Exercice court: Parmi les lignes ci-dessous, sélectionnez toutes celles où figure le mot « wall ».
======
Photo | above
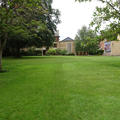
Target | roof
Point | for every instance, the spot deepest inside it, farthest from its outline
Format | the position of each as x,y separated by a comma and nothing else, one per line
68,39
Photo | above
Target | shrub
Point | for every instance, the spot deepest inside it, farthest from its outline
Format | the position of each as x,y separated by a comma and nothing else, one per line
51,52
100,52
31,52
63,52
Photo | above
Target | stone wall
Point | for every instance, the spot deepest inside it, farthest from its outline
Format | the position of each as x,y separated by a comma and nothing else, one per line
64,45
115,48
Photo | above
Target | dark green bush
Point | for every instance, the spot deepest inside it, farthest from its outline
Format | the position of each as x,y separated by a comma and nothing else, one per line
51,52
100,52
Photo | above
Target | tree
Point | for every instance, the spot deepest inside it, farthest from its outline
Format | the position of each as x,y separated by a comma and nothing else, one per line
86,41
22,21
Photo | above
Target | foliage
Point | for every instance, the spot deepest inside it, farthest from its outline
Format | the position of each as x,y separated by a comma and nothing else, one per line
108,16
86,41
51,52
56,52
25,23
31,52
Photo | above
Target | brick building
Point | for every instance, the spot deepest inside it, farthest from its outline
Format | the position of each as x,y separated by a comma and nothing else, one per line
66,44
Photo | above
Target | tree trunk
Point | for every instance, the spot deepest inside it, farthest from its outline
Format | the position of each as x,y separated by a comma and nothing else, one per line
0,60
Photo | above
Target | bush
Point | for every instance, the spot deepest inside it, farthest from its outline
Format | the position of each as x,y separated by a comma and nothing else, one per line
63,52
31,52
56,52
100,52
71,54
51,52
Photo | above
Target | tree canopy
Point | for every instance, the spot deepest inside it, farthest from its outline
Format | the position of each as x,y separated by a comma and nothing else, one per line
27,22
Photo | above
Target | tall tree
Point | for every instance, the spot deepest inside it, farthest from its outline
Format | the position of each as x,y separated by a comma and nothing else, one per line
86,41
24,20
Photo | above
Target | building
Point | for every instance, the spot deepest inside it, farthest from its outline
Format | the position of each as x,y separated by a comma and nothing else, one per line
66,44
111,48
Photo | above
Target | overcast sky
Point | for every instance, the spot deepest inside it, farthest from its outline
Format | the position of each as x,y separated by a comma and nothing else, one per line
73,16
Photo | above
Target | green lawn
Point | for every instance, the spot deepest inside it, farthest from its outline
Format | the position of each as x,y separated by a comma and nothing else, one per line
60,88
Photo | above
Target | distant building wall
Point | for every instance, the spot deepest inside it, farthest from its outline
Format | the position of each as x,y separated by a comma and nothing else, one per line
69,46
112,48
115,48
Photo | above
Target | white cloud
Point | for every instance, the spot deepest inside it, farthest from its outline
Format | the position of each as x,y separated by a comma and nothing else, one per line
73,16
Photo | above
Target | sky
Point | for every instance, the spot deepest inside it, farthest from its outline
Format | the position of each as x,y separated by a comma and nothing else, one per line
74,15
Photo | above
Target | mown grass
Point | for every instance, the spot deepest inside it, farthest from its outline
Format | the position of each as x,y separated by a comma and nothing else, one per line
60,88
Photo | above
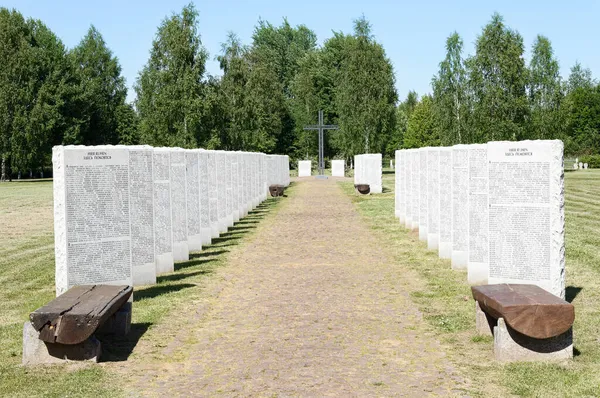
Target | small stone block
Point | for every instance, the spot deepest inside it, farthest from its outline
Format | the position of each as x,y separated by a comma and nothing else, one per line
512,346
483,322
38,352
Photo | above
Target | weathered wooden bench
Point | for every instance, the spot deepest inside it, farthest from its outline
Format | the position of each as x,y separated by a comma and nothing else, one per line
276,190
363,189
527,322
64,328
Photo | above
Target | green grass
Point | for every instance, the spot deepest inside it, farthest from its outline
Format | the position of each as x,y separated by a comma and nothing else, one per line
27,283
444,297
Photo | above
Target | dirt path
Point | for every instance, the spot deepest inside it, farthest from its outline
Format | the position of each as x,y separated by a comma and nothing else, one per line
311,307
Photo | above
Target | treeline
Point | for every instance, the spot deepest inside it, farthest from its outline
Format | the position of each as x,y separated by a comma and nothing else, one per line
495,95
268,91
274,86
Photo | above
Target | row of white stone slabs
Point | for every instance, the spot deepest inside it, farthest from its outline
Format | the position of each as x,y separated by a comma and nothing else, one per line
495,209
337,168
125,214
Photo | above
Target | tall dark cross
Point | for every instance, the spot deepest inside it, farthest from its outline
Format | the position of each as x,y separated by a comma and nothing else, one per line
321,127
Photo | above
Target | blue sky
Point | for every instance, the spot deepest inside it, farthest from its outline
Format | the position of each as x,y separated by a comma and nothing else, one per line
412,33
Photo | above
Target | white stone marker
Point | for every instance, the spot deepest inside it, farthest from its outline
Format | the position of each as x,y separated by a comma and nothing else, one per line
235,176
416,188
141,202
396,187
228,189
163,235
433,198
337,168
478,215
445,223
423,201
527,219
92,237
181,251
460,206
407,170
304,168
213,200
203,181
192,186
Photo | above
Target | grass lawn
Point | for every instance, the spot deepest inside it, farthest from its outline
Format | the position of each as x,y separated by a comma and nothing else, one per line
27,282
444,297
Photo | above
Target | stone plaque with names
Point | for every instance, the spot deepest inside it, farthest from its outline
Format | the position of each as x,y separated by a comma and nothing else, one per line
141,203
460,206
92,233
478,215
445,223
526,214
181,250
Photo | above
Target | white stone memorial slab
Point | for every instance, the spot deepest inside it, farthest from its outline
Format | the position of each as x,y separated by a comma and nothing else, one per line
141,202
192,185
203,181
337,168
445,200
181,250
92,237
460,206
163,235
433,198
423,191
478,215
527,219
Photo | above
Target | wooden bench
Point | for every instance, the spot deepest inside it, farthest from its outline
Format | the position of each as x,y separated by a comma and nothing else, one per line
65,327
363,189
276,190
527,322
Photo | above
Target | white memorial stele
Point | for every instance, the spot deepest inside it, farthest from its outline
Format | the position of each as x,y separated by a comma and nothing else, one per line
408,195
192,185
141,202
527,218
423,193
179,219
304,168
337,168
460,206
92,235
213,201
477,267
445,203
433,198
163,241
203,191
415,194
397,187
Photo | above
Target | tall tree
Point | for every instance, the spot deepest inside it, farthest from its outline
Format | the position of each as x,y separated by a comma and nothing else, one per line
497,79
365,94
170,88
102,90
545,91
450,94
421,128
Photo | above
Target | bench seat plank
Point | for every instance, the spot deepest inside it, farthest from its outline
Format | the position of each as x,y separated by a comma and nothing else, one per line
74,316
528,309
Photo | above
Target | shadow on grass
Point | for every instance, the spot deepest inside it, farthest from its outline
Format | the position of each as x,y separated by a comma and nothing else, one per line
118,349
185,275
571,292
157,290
======
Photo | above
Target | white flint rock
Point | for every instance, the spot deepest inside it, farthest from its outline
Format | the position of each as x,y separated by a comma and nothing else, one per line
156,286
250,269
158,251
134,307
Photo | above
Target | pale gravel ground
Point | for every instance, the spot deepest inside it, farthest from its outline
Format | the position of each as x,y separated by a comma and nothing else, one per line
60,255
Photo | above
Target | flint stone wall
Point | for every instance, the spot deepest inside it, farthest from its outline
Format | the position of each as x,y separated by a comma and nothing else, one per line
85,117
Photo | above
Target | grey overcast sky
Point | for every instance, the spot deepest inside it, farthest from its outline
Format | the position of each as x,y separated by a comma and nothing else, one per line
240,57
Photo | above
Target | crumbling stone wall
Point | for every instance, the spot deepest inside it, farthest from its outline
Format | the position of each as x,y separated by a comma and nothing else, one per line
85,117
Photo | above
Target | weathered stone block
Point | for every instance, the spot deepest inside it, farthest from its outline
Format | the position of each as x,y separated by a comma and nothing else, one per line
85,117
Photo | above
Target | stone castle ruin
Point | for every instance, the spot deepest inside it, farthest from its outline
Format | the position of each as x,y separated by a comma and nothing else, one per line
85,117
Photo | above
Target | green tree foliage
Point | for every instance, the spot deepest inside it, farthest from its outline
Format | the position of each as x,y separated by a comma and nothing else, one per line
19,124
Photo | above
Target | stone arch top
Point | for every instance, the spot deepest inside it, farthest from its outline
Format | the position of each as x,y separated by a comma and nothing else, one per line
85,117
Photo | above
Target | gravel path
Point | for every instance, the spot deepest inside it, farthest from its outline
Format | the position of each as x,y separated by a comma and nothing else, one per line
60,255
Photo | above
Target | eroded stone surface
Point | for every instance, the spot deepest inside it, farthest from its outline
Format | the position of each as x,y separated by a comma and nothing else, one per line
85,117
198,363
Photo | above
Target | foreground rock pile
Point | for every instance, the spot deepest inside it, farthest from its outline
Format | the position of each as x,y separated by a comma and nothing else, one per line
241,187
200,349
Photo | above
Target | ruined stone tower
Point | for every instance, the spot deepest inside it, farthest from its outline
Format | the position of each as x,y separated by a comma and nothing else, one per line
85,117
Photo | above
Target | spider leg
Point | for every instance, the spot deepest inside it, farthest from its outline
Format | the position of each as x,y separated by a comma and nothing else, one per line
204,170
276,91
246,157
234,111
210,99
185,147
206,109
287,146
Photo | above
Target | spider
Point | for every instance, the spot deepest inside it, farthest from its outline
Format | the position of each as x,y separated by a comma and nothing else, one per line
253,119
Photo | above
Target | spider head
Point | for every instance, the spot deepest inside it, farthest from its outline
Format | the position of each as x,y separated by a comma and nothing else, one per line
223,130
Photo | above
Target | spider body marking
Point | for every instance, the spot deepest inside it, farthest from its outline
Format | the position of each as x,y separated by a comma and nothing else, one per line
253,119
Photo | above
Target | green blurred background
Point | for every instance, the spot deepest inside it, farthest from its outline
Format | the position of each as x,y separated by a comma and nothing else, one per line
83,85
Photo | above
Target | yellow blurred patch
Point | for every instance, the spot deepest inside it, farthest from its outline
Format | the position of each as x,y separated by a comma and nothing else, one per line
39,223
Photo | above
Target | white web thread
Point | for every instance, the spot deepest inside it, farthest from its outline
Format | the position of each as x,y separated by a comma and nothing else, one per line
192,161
======
Résultat obtenu:
Target | stone wall
Target | distant building wall
Target | flint stone wall
Target | crumbling stone wall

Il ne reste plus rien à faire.